* Input for this task
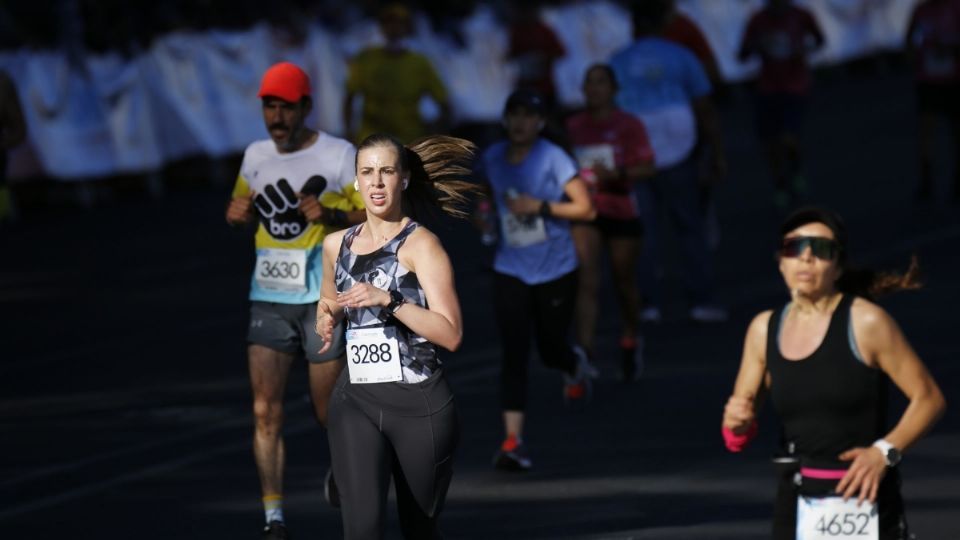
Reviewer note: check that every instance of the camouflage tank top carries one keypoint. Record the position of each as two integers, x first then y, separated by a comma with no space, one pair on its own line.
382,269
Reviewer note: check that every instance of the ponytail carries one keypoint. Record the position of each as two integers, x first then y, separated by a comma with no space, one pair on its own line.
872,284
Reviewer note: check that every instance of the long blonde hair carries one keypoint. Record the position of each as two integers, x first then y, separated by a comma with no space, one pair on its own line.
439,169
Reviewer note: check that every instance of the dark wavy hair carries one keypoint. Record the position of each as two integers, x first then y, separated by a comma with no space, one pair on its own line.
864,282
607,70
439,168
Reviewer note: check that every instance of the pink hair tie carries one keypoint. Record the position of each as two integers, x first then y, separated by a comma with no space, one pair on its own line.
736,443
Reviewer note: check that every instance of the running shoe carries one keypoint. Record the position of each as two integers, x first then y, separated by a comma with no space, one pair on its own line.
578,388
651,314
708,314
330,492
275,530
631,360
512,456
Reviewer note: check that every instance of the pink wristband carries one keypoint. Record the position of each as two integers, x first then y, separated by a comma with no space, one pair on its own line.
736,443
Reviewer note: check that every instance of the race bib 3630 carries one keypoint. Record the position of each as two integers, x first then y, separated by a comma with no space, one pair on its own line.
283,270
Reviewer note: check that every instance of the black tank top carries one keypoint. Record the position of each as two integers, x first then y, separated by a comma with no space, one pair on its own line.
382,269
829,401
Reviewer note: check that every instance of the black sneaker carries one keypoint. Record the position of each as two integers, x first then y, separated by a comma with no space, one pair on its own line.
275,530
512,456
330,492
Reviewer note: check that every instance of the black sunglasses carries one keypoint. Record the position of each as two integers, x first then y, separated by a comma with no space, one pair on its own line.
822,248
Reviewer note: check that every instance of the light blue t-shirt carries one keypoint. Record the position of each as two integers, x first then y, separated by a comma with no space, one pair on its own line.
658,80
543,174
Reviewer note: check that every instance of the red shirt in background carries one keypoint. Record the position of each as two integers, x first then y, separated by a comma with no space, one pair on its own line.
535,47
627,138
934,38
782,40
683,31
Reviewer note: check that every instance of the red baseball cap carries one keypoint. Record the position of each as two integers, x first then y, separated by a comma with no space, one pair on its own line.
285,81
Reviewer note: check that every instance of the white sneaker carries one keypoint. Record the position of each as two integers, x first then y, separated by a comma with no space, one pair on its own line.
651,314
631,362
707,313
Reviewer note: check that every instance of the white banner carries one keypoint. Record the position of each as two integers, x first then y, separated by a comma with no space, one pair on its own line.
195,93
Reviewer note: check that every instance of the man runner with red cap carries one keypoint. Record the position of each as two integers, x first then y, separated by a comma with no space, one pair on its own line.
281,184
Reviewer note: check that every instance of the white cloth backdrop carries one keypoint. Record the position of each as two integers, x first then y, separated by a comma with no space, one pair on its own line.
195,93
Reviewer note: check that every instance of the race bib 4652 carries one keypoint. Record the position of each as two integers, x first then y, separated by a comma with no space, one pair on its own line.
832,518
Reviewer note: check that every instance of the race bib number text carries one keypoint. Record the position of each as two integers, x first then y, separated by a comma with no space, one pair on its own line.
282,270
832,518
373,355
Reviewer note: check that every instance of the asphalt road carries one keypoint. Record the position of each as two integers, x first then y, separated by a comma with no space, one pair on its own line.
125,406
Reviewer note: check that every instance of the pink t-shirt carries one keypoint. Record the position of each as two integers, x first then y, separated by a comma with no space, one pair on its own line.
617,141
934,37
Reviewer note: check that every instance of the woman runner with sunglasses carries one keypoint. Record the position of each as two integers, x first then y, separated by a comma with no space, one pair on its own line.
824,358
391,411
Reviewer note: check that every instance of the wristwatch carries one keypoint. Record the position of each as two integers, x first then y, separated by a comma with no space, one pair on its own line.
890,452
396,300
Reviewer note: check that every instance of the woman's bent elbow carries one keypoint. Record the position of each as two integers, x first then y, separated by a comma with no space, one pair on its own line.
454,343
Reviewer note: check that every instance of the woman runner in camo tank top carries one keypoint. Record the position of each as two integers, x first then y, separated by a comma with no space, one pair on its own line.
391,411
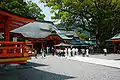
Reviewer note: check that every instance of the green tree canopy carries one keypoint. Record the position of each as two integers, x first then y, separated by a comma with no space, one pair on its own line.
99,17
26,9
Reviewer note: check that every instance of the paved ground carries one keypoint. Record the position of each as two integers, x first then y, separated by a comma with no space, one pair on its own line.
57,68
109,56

* Task details
Reproduce the entries above without change, omitting all pictures.

* Result for this exercise
Reviewer note: check that every instance of the camouflage tank top carries one keypoint. Record the position of each as two integers, x first then y, separated by a comma with no space, one pair on its own line.
382,269
Reviewer note: check that every instance of the ponytail carries one keypoint. Record the position of each as two integers, x first then y, separated by a comma with no space, one pair on its own line.
872,284
Reviewer note: check that every instance of the long blonde hair carries one keypoint. Record the position of each as two integers, x first then y, separated by a comma with no space, one pair on its own line.
439,169
Reviewer note: check that every instance of the dark wavy hair carries one keypoint. Record the position of each as two integers, x first then y, separated by a comma with no space, one pair on its own line.
864,282
607,70
439,168
Reviewer note: check that every instance of the pink hair tie carries one keypoint. Record the position of each as two integers, x first then y, separated by a comma with no space, one pair on its own line.
736,443
Reviewer note: check that every instance of the running shoe carries one keypoint. Record the position of each as two integers, x first then y, separated by a comma with no space, one pair on its own line.
578,388
651,314
708,314
330,492
275,530
631,360
512,456
Reviewer note: check that every instance of the pink wristband carries one keypoint. Record the position of each as two integers, x first then y, separated by a comma with no space, one pair on its own line.
736,443
Reviewer note: check that every instance of the race bib 3630 carries one keypoint. Record the position of each as two integers, x first then y, separated by a comma with no space, one pair on its own line.
283,270
Reviewer note: check that every instance of the black tank top carries one keypoint. Record the position of each as two integers, x first then y, separated by a comma with no space, one pair on its own line.
382,269
829,401
Reviewer note: check that every instance of the black sneaker carries one keypoint. Record the position of each as two integers, x first then y, separated by a comma with no space, one pair on its own line.
275,530
512,456
330,492
Reviewer note: check that every instance of the black sunglasses carries one keypoint. Record the position of each as two integers, x first then y, separated by a comma with no space, one pair on its own line.
822,248
Reviewer note: check that every instance of the light blue t-shirt carries one keypoint. Record the position of each as two integers, x first then y, separated by a comma with no space, one pair on its own line.
658,80
543,174
Reviewer note: check that every instance of the red shirt in background carries one keypoint. Record the position of each as two integers, x first then y, separated by a comma with no space, one pair on its own line.
535,47
627,138
934,38
782,40
683,31
Reviewer note: check that every instance of the red baseball cap carries one keypoint. Record the position of each as two integers, x first then y, separated by a comma with no space, one pair on its own line.
285,81
Reviewer note: check that every instance of the white sneaker carries one keypoint. Record the position of each as two integers, x first then y, separated by a comma with no space, one pair on its own line.
651,314
631,362
707,313
Reviewer note: check that every instance of the white banner carries one keypoint. Record the position of each as two integers, x first then y, separated by a comma with no space, one pair on its own line.
195,93
Reviewer note: check that every instance of the man runner with red cap carries one keypoint. Record the position of each as two integers, x first then y, separated by a comma with no space, one pair on its own line.
281,184
Reviewer note: check that every instance of the white cloth backdrop carries one keypoint. Record the position of each as two integers, x first then y, separated by a comma with no space, one pair on its own line.
195,93
Reviewer note: check that every instance of the race bib 4652 carries one keypoint. Record the position of each as two integers, x first then y, separated by a comma with no space, one pair on its own line.
832,518
Reviewer note: check that every instance of the race bib number text carries one keypoint. Record the position of each as two integers, x first then y, separated by a comma with no space, one pair on its own line.
282,270
832,518
373,355
Reviewer note: check that every instance of the asphalt road carries one keypoint. Record the position of each as two integers, x first then y, separated by a comma with no space, one pair on its own line.
125,406
Reviewer note: check that every instance of the pink t-shirt carries one keypoint. Record the position of each as two integers, x first then y, separated by a comma with no space, one pair on its own line.
617,141
934,37
Reviewer note: check that every instance of the woman runner with sunglasses carries one keypoint. Record the position of each as two integers, x first then y, separated by a comma with no space, one pair on its own line.
824,358
391,411
Reviewer note: check that every instance of the wristwatch carries one keypoint. Record the position of each as two integers, x first then y, separated by a comma with no space, one pair on its own line.
890,452
396,300
Reviewer note: check that every instance of the woman's bent elbow carries one keypoint. Record the position of each as two integers, x first then y, separated by a comma with no space, one pair on its own line.
454,343
Reviewer note: check that every instance of the woman runner in camo tank top carries one keypoint. Record the position of each as two integers, x first then y, separated by a comma with no space, one pair on its own line.
391,411
Reviewer note: check that every instance of the green tree canopy carries one keypoint. Record the position of each as two integers, x first then y, separated by a comma with no space, one pair on its own line.
99,17
26,9
Reviewer note: check that every instance of the paved ground carries one keypoint. Record the position of each as two integers, x first then y, separated by a comma with no space, one pair on its own line.
57,68
109,56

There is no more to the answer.